- Yapılacak İşler:
• a. Gericilik ve cihat konulu metni iki cümlede özetleyin.
• b. Gericilik ve cihat konulu metinde tırnak içinde geçen ifadeleri, tekrar edenleri bir kez yazarak, ilk geçtikleri sıraya göre listeleyin.

- Metin Bloğu:
____________

Bugün dünyada birbirini boğazlayan halklar müslüman ülkelerde daha çok oluyor. Gericilik buralarda diz boyu. Kendine “allahın askeri” diyen bir kişi, rahatlıkla düşman belletilen kişinin kalbini ya da ciğerini çıkarıp yiyebiliyor. Bu tür unsurlar, bu denli insani kimliğine yabancılaştırılmış ve insani kimlikten uzaklaştırılmıştır. Hayvanlar, karınlarını doyurmak için avını öldürür. Bunlar ise, “allah” belledikleri emperyalist burjuvazinin ya da uşaklarının hizmetinde  onların isteklerini yerine getirmek için “cihat” yapıyorlar. Gericiliğin sınır tanımadığı nokta da burasıdır. Adı ne olursa olsun, gericilik, emperyalizmden bağımsız ele alınamaz. Onun, ya dolaylı ya da direkt hizmetindedir. Bugün Suriye’de “cihat” yapanlar, emperyalist burjuvazinin ve uşaklarının direkt hizmetinde paramiliter güçlerdir. Onlar, Suriye’de ezilen yığınların kurtuluşu için Esad gericiliğine karşı savaşmıyorlar, tersine, emperyalist burjuvazinin çıkarlarını egemen kılmak için kitleler üzerinde vahşet üretiyorlar.

____________

- Algılama örnekleri:

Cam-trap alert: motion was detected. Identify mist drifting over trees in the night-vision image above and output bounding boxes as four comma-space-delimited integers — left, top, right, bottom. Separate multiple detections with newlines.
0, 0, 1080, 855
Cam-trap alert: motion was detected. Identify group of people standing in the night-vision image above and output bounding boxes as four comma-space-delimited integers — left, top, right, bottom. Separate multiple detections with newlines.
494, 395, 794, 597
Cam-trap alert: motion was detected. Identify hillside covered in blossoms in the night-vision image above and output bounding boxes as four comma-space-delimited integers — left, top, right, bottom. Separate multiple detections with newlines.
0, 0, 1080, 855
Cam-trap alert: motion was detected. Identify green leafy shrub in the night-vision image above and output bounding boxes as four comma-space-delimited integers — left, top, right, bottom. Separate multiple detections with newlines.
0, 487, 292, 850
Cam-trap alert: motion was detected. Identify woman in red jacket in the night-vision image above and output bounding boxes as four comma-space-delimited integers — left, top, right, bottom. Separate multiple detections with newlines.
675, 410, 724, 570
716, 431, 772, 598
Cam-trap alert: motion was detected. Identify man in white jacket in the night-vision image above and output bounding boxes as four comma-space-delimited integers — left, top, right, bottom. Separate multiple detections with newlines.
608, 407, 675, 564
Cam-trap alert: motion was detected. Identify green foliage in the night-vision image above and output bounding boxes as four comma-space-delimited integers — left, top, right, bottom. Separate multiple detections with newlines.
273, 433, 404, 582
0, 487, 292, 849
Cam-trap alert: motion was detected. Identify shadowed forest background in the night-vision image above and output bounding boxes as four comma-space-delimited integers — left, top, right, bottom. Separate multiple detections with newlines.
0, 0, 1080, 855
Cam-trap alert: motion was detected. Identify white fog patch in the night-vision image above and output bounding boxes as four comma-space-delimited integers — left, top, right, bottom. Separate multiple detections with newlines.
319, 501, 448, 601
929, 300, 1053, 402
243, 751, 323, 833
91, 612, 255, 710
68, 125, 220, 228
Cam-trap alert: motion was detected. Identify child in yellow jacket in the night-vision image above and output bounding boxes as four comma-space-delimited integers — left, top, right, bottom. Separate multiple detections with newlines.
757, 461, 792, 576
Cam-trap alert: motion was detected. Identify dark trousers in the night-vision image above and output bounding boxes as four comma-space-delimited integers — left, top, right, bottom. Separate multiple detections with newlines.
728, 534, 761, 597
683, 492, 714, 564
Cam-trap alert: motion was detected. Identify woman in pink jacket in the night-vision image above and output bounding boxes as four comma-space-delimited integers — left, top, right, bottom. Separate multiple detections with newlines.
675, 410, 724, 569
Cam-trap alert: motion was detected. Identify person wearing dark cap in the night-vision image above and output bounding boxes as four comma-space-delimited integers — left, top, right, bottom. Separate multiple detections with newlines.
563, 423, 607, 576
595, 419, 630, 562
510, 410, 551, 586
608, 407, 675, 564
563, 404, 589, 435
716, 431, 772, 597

____________

- Görev Çıktıları:
• a. Metne göre gericilik emperyalizmden bağımsız ele alınamaz ve ya dolaylı ya da doğrudan onun hizmetindedir. Metin, Suriye'de "cihat" yapanları emperyalist burjuvazinin ve uşaklarının doğrudan hizmetindeki paramiliter güçler olarak tanımlar ve bunların ezilen yığınların kurtuluşu için Esad gericiliğine karşı savaşmadığını, emperyalist burjuvazinin çıkarlarını egemen kılmak için kitleler üzerinde vahşet ürettiğini öne sürer.

• b.
- allahın askeri
- allah
- cihat